### READING TEXT ###
When we analysed the second samples, the results for the MS treated patients compared to the HC were slightly different, with reduced Bifidobacterium (p=0.02), Ruminococcus (p=0.04) and Clostridiales (p=0.01) and a higher prevalence of Gemella (p=0.04), Megaspherae (p=0.02) and Prevotella stercorea (p=0.02) for MS patients compared to HC (figure 2B,fig.5*-7*).
We analysed different comparisons between groups after a two months treatment. When analysing the microbiota of the MS patients who received DMT (G1) compared to the patients undergoing complementary homeopathic treatment (G2), we outlined the following results. G1 had , compared to G2, enriched relative abundance for Catenibacterium (p=0.02), Lachnospiraceae (p=0.02), Sharpea (p=0.02) and Gammaproteobacteria (p=0.02) and decreased level of Shuttleworthia (p=0.04), Cytophaga (p=0.03) and Rumen (p=0.02). The G1A subgroup is more abundant in Cyanobacteria (p=0.002), Catenibacterium (p=0.01), Alloprevotella (p=0.03), Lachnospiraceae (p=0.003), Clostridium (p=0.01), Prevotella copri (p=0.04), Prevotella stercorea (p=0.03) compared to G2A, after treatment. On the other side, G2A shows higher levels of Proteobacteria (p=0.02), Escherichia shigella (p=0.01), Barnesiella (p=0.03), Serratia (p=0.008), Lactobacillus zeae (p=0.02). In the G1B group Escherichia shigella (p=0.007), Lactobacillus (p=0.01), Enterobacter (p=0.02), Enterococcus faecalis (p=0.03) is more prevalent than in G2B, while G2B shows higher signs of Rickenellaceae (p=0.01) and Lachnospiraceae (p=0.02). We also compared the two groups having received homeopathic treatment, G2 and G4. We outlined that G2 presented a higher relative abundance for Megasphaera (p=0.04), Eubacterium oxidoreducens (p=0.02), Veillonellaceae (p=0.02) and Gardnerella (p=0.02), compared to G4. G4 was enriched in Faecalibacterium prausnitzii (p=0.01), Akkermansia muciniphila (p=0.02), Lachnospiraceae (p=0.003), Bacteroides acidifaciens (p=0.04) and pectinophilus (p=0.03), Veilonella (p=0.01), compared to G2 (fig.8*-20*).
### EXTRACTED ENTRIES ###
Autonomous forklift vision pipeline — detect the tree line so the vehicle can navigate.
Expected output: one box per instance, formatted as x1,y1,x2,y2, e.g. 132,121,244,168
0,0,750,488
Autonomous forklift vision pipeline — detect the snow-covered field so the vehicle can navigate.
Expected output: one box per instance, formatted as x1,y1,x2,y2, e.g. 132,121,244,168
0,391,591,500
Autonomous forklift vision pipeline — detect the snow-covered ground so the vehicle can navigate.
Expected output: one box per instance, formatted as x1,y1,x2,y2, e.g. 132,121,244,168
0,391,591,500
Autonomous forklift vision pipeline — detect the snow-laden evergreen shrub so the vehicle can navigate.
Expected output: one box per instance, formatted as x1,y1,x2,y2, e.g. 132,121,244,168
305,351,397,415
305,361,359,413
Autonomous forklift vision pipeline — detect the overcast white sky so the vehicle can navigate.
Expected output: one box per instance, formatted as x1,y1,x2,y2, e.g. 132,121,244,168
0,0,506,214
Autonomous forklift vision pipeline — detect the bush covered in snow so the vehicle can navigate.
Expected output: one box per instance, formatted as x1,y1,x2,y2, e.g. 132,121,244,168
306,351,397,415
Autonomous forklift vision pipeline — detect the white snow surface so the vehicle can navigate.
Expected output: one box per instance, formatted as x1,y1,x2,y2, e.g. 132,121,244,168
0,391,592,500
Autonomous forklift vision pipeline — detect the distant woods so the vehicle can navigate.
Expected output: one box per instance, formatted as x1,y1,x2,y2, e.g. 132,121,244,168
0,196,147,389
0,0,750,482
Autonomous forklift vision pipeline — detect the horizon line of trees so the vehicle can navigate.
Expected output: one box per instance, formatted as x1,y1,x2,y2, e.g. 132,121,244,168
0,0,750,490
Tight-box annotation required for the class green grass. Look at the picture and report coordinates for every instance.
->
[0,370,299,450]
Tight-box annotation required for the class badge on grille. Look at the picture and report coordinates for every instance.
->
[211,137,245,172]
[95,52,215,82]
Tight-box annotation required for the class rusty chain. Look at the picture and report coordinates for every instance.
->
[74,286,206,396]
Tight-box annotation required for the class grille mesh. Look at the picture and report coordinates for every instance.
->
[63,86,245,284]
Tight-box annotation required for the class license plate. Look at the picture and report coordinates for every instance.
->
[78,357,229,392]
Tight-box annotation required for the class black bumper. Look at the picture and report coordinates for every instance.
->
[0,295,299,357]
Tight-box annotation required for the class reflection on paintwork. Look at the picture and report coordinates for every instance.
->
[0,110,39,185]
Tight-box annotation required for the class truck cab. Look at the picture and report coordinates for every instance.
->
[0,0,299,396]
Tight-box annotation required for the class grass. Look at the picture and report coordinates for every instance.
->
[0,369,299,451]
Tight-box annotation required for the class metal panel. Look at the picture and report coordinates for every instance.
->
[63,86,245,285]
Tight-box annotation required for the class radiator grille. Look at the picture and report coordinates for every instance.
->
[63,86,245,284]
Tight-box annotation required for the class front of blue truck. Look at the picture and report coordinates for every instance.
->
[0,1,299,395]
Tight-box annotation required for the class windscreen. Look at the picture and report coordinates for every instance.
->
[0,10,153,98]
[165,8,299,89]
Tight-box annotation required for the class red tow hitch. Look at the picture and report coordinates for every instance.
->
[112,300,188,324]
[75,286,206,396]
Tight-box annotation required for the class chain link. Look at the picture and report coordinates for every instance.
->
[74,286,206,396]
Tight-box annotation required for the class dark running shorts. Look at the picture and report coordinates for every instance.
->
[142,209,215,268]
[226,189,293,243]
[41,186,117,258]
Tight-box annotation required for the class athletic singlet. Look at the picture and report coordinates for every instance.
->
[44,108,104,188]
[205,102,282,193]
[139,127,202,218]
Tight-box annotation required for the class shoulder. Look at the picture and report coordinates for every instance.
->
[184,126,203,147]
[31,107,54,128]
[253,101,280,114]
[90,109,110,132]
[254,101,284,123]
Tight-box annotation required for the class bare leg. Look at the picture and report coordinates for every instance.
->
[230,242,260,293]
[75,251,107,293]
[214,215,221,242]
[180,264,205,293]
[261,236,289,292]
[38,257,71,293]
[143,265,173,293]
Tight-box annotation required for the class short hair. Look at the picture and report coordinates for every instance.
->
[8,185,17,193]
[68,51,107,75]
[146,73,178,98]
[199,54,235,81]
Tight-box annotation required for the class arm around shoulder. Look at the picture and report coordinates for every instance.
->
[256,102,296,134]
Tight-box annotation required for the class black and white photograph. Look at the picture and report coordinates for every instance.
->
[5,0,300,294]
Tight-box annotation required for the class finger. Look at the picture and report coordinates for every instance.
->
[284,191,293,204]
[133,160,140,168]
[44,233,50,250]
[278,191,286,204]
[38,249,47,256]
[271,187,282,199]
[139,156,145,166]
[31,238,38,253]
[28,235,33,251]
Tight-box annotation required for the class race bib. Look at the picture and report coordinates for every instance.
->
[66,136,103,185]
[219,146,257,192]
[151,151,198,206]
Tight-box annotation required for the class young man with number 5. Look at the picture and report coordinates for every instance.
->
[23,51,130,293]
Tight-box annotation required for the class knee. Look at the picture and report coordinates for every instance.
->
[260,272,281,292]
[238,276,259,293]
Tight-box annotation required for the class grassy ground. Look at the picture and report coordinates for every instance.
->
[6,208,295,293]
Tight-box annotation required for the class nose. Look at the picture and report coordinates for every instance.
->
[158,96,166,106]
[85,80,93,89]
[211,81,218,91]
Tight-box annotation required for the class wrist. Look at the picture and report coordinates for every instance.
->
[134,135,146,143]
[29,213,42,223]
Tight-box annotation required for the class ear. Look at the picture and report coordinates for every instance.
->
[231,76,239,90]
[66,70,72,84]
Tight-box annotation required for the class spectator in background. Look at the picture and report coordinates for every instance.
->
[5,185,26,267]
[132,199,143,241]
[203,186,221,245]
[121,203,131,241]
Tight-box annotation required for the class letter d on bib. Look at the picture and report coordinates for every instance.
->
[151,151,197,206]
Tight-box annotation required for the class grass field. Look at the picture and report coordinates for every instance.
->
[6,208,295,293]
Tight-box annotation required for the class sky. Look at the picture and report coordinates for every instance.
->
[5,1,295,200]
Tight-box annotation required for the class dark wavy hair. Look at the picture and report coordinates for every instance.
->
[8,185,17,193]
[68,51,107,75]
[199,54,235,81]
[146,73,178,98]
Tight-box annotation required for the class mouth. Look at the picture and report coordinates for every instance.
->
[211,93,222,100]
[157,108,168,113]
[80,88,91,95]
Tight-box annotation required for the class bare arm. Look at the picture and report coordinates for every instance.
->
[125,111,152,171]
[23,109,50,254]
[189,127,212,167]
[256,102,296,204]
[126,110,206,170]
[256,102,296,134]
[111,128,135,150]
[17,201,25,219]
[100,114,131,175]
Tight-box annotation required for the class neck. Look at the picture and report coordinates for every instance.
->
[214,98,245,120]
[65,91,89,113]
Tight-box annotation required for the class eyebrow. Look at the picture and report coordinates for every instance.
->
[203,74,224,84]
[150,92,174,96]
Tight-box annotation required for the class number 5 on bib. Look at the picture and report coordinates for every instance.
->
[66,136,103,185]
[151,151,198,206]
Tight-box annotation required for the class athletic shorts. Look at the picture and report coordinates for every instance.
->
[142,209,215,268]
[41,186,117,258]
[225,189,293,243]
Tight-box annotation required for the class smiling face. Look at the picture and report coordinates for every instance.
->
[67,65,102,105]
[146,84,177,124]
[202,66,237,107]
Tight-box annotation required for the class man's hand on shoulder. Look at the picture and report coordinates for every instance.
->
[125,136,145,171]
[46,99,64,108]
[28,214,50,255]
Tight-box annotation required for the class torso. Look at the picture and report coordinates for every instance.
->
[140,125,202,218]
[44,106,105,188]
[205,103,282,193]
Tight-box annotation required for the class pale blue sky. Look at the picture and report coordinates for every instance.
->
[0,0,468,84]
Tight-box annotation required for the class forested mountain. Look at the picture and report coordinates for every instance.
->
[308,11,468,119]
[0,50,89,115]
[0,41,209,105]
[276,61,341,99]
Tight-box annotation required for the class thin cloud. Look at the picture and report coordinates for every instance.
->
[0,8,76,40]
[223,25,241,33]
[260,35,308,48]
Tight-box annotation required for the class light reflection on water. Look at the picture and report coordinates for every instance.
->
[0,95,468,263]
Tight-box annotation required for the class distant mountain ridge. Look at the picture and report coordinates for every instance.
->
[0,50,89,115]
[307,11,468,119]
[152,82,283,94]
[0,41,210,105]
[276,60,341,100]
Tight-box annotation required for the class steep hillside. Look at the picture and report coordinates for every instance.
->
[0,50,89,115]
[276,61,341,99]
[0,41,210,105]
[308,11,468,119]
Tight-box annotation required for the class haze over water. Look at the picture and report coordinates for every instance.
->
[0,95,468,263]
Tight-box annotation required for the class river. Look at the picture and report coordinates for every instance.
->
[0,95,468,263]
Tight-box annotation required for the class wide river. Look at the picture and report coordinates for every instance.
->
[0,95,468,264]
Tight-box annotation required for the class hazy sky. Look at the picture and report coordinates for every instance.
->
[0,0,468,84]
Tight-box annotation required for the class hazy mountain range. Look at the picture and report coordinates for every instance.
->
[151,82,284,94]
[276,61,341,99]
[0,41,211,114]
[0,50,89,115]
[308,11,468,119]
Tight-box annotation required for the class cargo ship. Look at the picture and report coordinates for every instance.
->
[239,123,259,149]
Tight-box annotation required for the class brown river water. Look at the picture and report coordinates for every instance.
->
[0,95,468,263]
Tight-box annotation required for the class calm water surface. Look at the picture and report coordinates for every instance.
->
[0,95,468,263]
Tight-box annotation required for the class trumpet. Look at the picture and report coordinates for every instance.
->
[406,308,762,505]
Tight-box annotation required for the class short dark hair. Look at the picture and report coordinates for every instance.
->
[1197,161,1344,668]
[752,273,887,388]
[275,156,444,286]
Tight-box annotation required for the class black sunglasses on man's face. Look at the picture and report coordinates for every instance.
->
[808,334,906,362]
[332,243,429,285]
###
WHAT IS BEING ASKED
Please copy out the passage on gut microbiota in MS patients word for word, in full. Work only from the passage on gut microbiota in MS patients.

PROBLEM SOLUTION
When we analysed the second samples, the results for the MS treated patients compared to the HC were slightly different, with reduced Bifidobacterium (p=0.02), Ruminococcus (p=0.04) and Clostridiales (p=0.01) and a higher prevalence of Gemella (p=0.04), Megaspherae (p=0.02) and Prevotella stercorea (p=0.02) for MS patients compared to HC (figure 2B,fig.5*-7*).
We analysed different comparisons between groups after a two months treatment. When analysing the microbiota of the MS patients who received DMT (G1) compared to the patients undergoing complementary homeopathic treatment (G2), we outlined the following results. G1 had , compared to G2, enriched relative abundance for Catenibacterium (p=0.02), Lachnospiraceae (p=0.02), Sharpea (p=0.02) and Gammaproteobacteria (p=0.02) and decreased level of Shuttleworthia (p=0.04), Cytophaga (p=0.03) and Rumen (p=0.02). The G1A subgroup is more abundant in Cyanobacteria (p=0.002), Catenibacterium (p=0.01), Alloprevotella (p=0.03), Lachnospiraceae (p=0.003), Clostridium (p=0.01), Prevotella copri (p=0.04), Prevotella stercorea (p=0.03) compared to G2A, after treatment. On the other side, G2A shows higher levels of Proteobacteria (p=0.02), Escherichia shigella (p=0.01), Barnesiella (p=0.03), Serratia (p=0.008), Lactobacillus zeae (p=0.02). In the G1B group Escherichia shigella (p=0.007), Lactobacillus (p=0.01), Enterobacter (p=0.02), Enterococcus faecalis (p=0.03) is more prevalent than in G2B, while G2B shows higher signs of Rickenellaceae (p=0.01) and Lachnospiraceae (p=0.02). We also compared the two groups having received homeopathic treatment, G2 and G4. We outlined that G2 presented a higher relative abundance for Megasphaera (p=0.04), Eubacterium oxidoreducens (p=0.02), Veillonellaceae (p=0.02) and Gardnerella (p=0.02), compared to G4. G4 was enriched in Faecalibacterium prausnitzii (p=0.01), Akkermansia muciniphila (p=0.02), Lachnospiraceae (p=0.003), Bacteroides acidifaciens (p=0.04) and pectinophilus (p=0.03), Veilonella (p=0.01), compared to G2 (fig.8*-20*).